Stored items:
----

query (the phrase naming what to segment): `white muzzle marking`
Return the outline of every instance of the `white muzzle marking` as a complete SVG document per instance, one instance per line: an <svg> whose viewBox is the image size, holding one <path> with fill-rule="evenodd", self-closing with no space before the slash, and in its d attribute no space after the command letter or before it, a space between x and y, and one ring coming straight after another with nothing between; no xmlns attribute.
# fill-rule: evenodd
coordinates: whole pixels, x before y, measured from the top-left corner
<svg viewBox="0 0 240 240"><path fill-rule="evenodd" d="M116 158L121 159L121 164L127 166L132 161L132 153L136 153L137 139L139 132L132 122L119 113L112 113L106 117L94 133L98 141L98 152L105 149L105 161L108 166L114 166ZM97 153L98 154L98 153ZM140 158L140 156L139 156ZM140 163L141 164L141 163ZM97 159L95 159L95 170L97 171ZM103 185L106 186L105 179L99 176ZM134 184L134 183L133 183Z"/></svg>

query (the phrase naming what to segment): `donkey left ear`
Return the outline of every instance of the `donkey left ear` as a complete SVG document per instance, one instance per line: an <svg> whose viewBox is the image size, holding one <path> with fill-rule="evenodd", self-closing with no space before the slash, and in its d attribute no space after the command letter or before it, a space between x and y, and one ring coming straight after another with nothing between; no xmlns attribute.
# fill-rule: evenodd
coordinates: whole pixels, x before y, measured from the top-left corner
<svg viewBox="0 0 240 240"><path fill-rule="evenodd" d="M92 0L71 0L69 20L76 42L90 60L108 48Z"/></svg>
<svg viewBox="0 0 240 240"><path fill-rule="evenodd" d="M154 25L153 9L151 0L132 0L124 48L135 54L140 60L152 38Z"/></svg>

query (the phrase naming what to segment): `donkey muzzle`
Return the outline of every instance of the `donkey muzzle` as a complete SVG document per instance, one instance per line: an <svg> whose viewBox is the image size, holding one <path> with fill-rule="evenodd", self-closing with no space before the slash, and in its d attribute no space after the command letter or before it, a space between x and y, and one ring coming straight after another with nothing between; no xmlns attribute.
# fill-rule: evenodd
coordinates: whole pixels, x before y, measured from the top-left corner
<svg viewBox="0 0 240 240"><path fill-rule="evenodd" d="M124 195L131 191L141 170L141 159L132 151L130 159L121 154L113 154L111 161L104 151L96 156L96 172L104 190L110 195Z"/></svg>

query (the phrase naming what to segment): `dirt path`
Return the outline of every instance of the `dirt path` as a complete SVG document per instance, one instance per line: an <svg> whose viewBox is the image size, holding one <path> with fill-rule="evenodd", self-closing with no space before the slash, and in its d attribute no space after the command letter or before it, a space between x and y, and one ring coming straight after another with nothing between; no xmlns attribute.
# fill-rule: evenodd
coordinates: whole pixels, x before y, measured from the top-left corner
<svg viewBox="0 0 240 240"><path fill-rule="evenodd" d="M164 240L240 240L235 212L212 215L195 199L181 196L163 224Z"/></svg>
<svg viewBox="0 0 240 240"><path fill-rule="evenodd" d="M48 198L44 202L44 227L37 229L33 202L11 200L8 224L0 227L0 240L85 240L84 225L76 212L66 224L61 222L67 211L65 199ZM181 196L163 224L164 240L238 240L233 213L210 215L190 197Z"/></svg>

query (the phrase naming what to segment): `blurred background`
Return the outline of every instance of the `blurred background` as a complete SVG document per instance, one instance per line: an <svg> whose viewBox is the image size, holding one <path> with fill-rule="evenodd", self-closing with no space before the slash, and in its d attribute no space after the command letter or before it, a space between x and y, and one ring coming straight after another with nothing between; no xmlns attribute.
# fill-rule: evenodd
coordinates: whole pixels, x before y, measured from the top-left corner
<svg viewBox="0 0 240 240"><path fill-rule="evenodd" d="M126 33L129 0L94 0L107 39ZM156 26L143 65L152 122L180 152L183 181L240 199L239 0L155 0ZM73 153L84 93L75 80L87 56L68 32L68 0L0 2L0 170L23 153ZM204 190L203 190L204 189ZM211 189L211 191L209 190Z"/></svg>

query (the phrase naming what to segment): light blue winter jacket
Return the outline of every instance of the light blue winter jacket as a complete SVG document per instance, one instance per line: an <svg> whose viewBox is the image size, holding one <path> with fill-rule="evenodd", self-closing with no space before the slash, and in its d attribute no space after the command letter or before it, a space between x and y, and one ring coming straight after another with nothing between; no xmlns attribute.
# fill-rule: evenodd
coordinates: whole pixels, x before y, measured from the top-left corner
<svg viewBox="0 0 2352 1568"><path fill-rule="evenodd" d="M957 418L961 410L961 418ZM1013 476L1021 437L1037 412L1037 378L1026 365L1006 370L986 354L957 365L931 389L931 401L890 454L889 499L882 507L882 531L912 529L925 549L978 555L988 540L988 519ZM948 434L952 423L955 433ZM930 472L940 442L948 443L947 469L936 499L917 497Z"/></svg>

----

* Goal of the exercise: Above are the entries; give them back verbatim.

* Result:
query (the phrase naming what to segment): `white muzzle marking`
Return the outline of every instance of the `white muzzle marking` as a complete SVG document per instance, one instance per line: an <svg> whose viewBox is the image size, holding one <path> with fill-rule="evenodd", self-closing with no space before the slash, and in its d attribute no space after the command letter or before it, a space between x and y, and one ring coming straight after another with nothing between; no xmlns attribute.
# fill-rule: evenodd
coordinates: whole pixels, x before y, measured from the top-left corner
<svg viewBox="0 0 240 240"><path fill-rule="evenodd" d="M116 158L121 159L121 164L127 166L132 161L132 153L136 153L137 139L139 132L132 122L119 113L112 113L106 117L94 133L98 141L98 152L105 149L105 161L108 166L114 166ZM97 153L98 154L98 153ZM140 158L140 156L139 156ZM140 163L141 164L141 163ZM97 159L95 159L95 170L97 171ZM103 185L106 186L105 179L99 176ZM134 184L134 183L133 183Z"/></svg>

query (the phrase naming what to segment): `donkey left ear`
Return the outline of every instance of the `donkey left ear` as a complete SVG document per instance, one instance per line: an <svg> whose viewBox is the image size, holding one <path> with fill-rule="evenodd", self-closing with no space before the slash, and in its d attribute no space after the command letter or before it, a space between x and y, and one ring coming straight after another with nothing between; no xmlns attribute.
# fill-rule: evenodd
coordinates: whole pixels, x before y, measured from the top-left corner
<svg viewBox="0 0 240 240"><path fill-rule="evenodd" d="M92 0L71 0L69 20L76 42L90 60L108 48Z"/></svg>
<svg viewBox="0 0 240 240"><path fill-rule="evenodd" d="M154 25L153 9L151 0L132 0L124 48L135 54L140 60L152 38Z"/></svg>

query (the phrase naming what to segment): `donkey muzzle`
Return the outline of every instance of the `donkey muzzle` as a complete SVG document per instance, one instance per line: an <svg> whose viewBox is the image size, holding one <path> with fill-rule="evenodd", self-closing with no space before the slash, and in its d attribute no space after the command letter or before it, a space between x and y, and one ring coming straight after another with nothing between; no xmlns attribute.
# fill-rule: evenodd
coordinates: whole pixels, x before y, measured from the top-left corner
<svg viewBox="0 0 240 240"><path fill-rule="evenodd" d="M124 195L131 191L141 170L141 159L132 151L130 159L121 154L113 154L111 161L104 151L96 156L96 172L104 190L110 195Z"/></svg>

query (the phrase naming what to segment): `dirt path`
Return the outline of every instance of the `dirt path` as a complete SVG document per instance, one instance per line: an <svg> whose viewBox is the image size, holding one <path> with fill-rule="evenodd", self-closing with no space before the slash, and in its d attribute no space after the command letter or before it, a space between x and y, and one ring coming straight after another with nothing between; no xmlns attribute.
# fill-rule: evenodd
coordinates: whole pixels, x before y, measured from the top-left corner
<svg viewBox="0 0 240 240"><path fill-rule="evenodd" d="M164 240L240 240L235 212L212 215L195 199L181 196L163 224Z"/></svg>
<svg viewBox="0 0 240 240"><path fill-rule="evenodd" d="M48 198L44 202L44 227L37 229L33 202L11 200L8 224L0 227L0 240L85 240L84 225L76 212L66 224L61 222L67 211L65 199ZM181 196L163 224L164 240L238 240L233 213L210 215L190 197Z"/></svg>

query (the phrase naming what to segment): `blurred background`
Return the outline of every instance of the `blurred background` as a complete SVG document per instance, one instance per line: an <svg> whose viewBox is the image size, holding one <path> with fill-rule="evenodd", self-closing with no space before the slash, and in its d attribute no space after the command letter or before it, a space between x and y, and one ring coming straight after another with nothing between; no xmlns attribute.
# fill-rule: evenodd
coordinates: whole pixels, x before y, measured from the top-left corner
<svg viewBox="0 0 240 240"><path fill-rule="evenodd" d="M126 33L129 0L94 0L107 39ZM156 26L143 65L152 122L180 152L183 181L240 199L239 0L155 0ZM73 153L84 93L75 80L87 56L68 32L68 0L0 2L0 170L23 153ZM204 190L203 190L204 189ZM211 189L211 191L209 190Z"/></svg>

query (the phrase naming what to segment): light blue winter jacket
Return the outline of every instance of the light blue winter jacket as a complete SVG document per instance, one instance per line: an <svg> whose viewBox is the image size, holding one <path> with fill-rule="evenodd", self-closing with no space before the slash, and in its d attribute no space after the command letter or before it, a space between x and y, and one ring coming straight after another with nothing between; no xmlns attribute.
# fill-rule: evenodd
coordinates: whole pixels, x before y, measured from the top-left corner
<svg viewBox="0 0 2352 1568"><path fill-rule="evenodd" d="M957 418L961 410L961 418ZM1013 476L1021 437L1037 412L1037 378L1026 365L1006 370L986 354L957 365L931 389L931 401L890 454L889 499L882 507L882 531L912 529L925 549L978 555L988 540L988 519ZM948 434L952 423L955 433ZM930 472L940 442L948 443L947 469L936 499L917 497Z"/></svg>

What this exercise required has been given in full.